* _WHAT THE EXERCISE ASKS_
Answer these questions from the forum thread on AI hardware below:
1. What kind of hardware does Nvidia sell, according to the thread?
2. On how many GPUs does the thread say inference can be done?
3. Which hardware market does the thread expect to become bigger than the market for training hardware?

* _EXTRACTED TEXT_

* * * * * * *

Nvidia is the only one that does this on the sort of scale these AI companies need. They do boxes packed full of AI accelerators with custom high speed bus connectors and high end interconnectivity to make super computers full of GPUs very easy to purchase combined with the software to make it all work. No one else has that sort of integration to the very large that is necessary for the sort of training the top firms are doing.
For inference, Nvidia's strengths seem to be not very important.
You can do inference on a single GPU. And AFAIK the software stack is not important for inference either. Because you don't have to experiment with the sofware. You just need to get it to run and then you will run it for a long time unchanged. Groq for example runs LLAMA on their custom hardware, correct?
And I expect hardware for inference to become a bigger market than hardware for training.
The only reason you need all those GPUs is because they only have a fraction of the ram you can cram in a server.

* * * * * * *

* _INFORMATION_
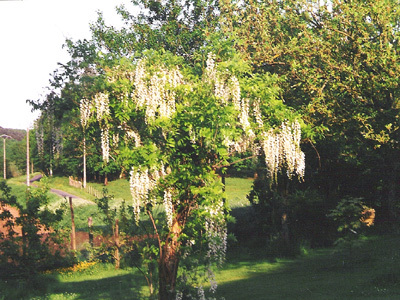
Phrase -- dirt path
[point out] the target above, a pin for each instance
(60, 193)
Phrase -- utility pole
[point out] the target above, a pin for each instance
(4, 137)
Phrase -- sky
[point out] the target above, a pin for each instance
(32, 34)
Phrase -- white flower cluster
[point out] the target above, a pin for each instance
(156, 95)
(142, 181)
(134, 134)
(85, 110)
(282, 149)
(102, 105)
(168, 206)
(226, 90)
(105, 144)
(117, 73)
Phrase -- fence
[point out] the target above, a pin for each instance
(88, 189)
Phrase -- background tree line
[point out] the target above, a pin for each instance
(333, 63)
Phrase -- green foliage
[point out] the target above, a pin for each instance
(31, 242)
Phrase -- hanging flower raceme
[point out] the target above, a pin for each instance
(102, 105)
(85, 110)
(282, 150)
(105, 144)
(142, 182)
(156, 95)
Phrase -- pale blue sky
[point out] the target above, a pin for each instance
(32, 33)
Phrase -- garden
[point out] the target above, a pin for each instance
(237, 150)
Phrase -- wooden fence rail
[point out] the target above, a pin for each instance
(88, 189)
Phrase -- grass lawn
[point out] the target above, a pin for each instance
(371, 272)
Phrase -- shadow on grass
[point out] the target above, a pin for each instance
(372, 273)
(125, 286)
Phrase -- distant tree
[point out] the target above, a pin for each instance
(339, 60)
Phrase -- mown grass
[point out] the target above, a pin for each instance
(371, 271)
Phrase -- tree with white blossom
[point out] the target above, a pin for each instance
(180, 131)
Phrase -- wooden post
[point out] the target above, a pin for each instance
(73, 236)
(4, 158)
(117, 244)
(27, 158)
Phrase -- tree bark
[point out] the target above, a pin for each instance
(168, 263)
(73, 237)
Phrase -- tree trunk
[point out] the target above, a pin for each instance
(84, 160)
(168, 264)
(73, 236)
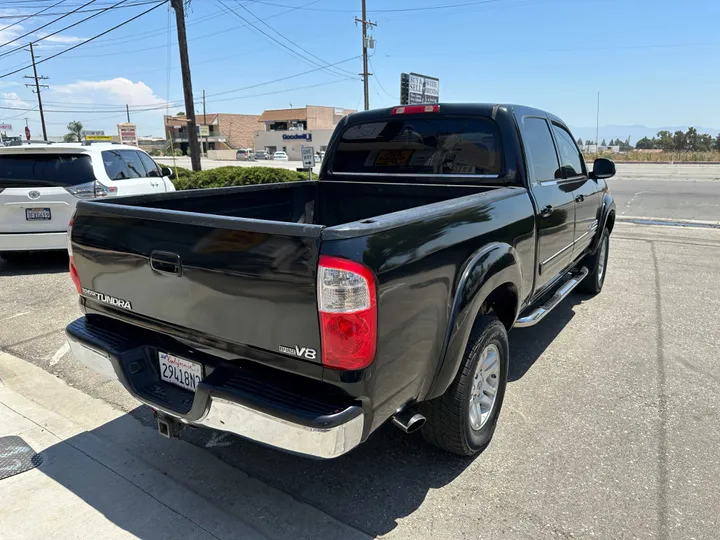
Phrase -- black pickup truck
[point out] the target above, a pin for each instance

* * * * * * *

* _RESULT BELOW_
1. Boxes packed full of AI accelerators, with custom high-speed bus connectors and high-end interconnectivity, combined with the software to make it all work.
2. A single GPU.
3. Hardware for inference.